● **TASK INSTRUCTIONS**
Substitute "one marker each" for "one marker apiece" throughout all of the records below, and reproduce every line with nothing else changed.
######
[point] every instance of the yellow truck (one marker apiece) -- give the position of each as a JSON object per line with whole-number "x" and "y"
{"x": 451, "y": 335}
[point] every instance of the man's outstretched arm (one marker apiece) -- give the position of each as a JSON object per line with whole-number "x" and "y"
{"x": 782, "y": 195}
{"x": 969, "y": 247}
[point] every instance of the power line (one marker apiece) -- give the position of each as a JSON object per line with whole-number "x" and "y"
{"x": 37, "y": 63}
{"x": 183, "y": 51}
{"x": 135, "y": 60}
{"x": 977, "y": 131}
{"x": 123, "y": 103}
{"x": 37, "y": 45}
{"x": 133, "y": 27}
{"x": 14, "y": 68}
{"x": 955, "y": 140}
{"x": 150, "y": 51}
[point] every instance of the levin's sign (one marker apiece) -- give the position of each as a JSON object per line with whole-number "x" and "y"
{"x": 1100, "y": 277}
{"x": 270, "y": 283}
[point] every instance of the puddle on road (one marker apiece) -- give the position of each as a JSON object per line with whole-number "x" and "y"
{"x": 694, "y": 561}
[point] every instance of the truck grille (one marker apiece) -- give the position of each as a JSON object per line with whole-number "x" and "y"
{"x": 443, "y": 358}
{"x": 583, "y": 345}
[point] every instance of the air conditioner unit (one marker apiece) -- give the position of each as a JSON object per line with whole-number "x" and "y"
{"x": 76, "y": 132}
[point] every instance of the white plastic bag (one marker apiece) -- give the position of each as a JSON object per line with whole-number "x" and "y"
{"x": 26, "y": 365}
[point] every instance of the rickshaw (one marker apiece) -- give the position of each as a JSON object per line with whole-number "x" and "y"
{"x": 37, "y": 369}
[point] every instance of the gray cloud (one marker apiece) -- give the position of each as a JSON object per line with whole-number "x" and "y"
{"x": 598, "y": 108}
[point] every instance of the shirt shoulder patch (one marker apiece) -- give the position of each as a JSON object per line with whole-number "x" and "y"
######
● **FINAL ANSWER**
[point] every instance of the yellow truck (one marker each) -- give the position of each as a JSON object per line with whole-number "x" and "y"
{"x": 451, "y": 335}
[point] every instance of the man's outstretched arm (one marker each) -- give the position of each as a JSON object per line with whole-number "x" and "y"
{"x": 782, "y": 195}
{"x": 969, "y": 247}
[point] every instance of the power line (one marker each) -- give the position of each as a JSON object per line with whole-number "x" and "y"
{"x": 37, "y": 63}
{"x": 183, "y": 51}
{"x": 135, "y": 60}
{"x": 977, "y": 131}
{"x": 123, "y": 103}
{"x": 37, "y": 45}
{"x": 133, "y": 27}
{"x": 14, "y": 68}
{"x": 955, "y": 140}
{"x": 150, "y": 51}
[point] every instance of the levin's sign (one marker each) -- give the position of each as a JSON object per line with whole-number "x" and "y"
{"x": 1100, "y": 277}
{"x": 270, "y": 283}
[point] every instance of the puddle on road (one marker each) -- give the position of each as a JSON object per line with whole-number "x" and "y"
{"x": 694, "y": 561}
[point] every instance of the truck grille (one marker each) -- give the position of each as a JSON object per line with whole-number "x" and "y"
{"x": 443, "y": 358}
{"x": 583, "y": 345}
[point] every instance of the air conditioner unit (one marker each) -- give the position of each as a JSON object per line with whole-number "x" and "y"
{"x": 76, "y": 132}
[point] every instance of the white plastic bag (one marker each) -- give the position of each as a JSON object per line with whole-number "x" and "y"
{"x": 26, "y": 365}
[point] every instance of the rickshaw (one marker each) -- give the position of each as a JSON object per line with whole-number "x" and "y"
{"x": 37, "y": 369}
[point] every instance of the gray cloud (one marker each) -- give the position of each as a JSON object per line with whole-number "x" and "y"
{"x": 598, "y": 108}
[point] every instance of the shirt shoulder patch (one marker each) -- give the position of each as a JSON object per line with whole-number "x" and "y"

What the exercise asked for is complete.